[BEGIN]

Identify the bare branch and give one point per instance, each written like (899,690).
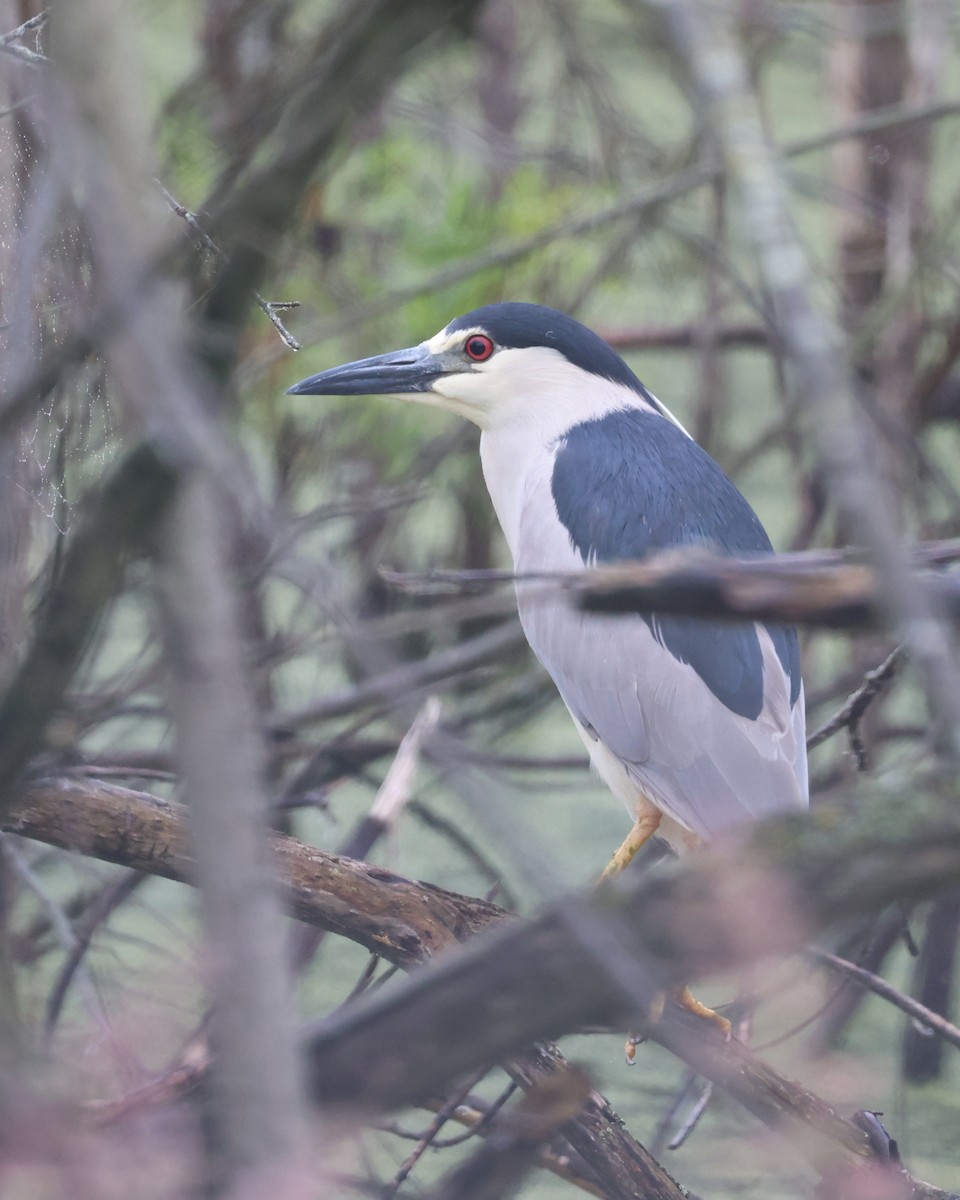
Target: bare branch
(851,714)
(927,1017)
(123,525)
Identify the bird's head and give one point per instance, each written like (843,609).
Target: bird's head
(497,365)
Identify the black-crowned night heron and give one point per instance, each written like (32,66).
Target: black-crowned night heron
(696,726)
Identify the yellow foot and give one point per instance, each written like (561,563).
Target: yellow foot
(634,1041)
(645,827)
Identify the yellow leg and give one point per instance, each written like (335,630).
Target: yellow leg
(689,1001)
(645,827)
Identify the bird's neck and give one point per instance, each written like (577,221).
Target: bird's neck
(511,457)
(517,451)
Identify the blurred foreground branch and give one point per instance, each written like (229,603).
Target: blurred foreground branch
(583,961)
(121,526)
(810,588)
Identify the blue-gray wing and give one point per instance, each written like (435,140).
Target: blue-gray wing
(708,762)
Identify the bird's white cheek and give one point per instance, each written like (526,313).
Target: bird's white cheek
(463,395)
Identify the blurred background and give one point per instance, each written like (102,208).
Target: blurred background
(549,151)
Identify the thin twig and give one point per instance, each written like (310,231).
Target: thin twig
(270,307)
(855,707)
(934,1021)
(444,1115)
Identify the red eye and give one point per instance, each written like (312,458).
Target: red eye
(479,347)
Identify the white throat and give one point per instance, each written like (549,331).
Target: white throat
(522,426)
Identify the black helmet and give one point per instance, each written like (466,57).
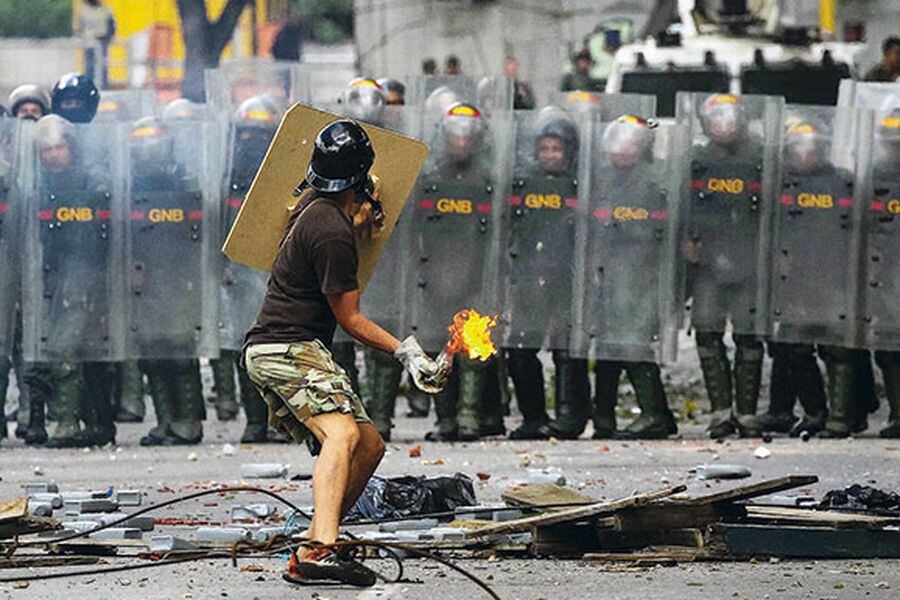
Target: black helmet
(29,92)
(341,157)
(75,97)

[END]

* _Set task_
Present all the rows above as a Markdown table with the columns Number and Line, giving each line of text its own entry and omitting blank lines. Leave the pictures out of the table.

* _Correct result_
| Number | Line |
|---|---|
| 1 | Identify the bare branch and give one point per instance, each written like (899,690). |
| 2 | Target: bare branch |
| 3 | (851,714) |
| 4 | (927,1017) |
| 5 | (123,525) |
| 6 | Identify the bird's head and give one point per instance, each written like (843,609). |
| 7 | Target: bird's head |
| 8 | (497,365) |
| 9 | Identify the black-crowned night heron and give one point per instance, each written like (32,66). |
| 10 | Target: black-crowned night heron |
| 11 | (696,726) |
| 12 | Identify the yellow foot and give one point per instance, each written like (561,563). |
| 13 | Target: yellow foot |
| 14 | (634,1041) |
| 15 | (645,827) |
| 16 | Identify the yellow leg and give one point per instance, each written like (335,630). |
| 17 | Target: yellow leg |
| 18 | (689,1001) |
| 19 | (645,827) |
| 20 | Identify the bird's neck and give one point per instance, each written like (577,221). |
| 21 | Target: bird's neck |
| 22 | (511,457) |
| 23 | (517,451) |
| 24 | Identify the blurred foreground branch and give one point per instance, each written like (229,603). |
| 25 | Target: blurred foreground branch |
| 26 | (583,961) |
| 27 | (121,526) |
| 28 | (810,588) |
| 29 | Identify the blue-gray wing and give one point per instance, each written like (435,140). |
| 30 | Target: blue-gray wing |
| 31 | (708,762) |
| 32 | Identify the bird's white cheek and give one point per instance, each written like (526,313). |
| 33 | Target: bird's white cheek |
| 34 | (463,395) |
| 35 | Identify the blurred background and give one point per instance, each written like (102,208). |
| 36 | Target: blurred background |
| 37 | (549,151) |
| 38 | Identify the thin twig and give one point per instance, each written like (310,231). |
| 39 | Target: thin twig |
| 40 | (270,307) |
| 41 | (855,707) |
| 42 | (934,1021) |
| 43 | (444,1115) |
| 44 | Identify the red eye and give one point per instance, each written like (312,458). |
| 45 | Target: red eye |
| 46 | (479,347) |
| 47 | Identify the white throat and give one point per instance, each written like (549,331). |
| 48 | Target: white throat |
| 49 | (522,426) |
| 50 | Identify the black helmet and give one point per instance, each written like (466,57). |
| 51 | Target: black helmet |
| 52 | (29,92) |
| 53 | (341,157) |
| 54 | (75,97) |